(Point annotation dataset records)
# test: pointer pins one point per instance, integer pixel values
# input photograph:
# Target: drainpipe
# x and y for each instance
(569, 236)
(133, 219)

**EXERCISE BRIEF**
Turn the records into a two-column CSV with the header columns request and points, one row per request. Put each request's text and its answer in a single quoted field, with line breaks replaced by spaces.

**RESULT OF THIS EXERCISE**
request,points
"# test: pointer pins one point per instance, integer pixel values # input photograph: # Target: drainpipe # x and y for each instance","(569, 236) (133, 219)"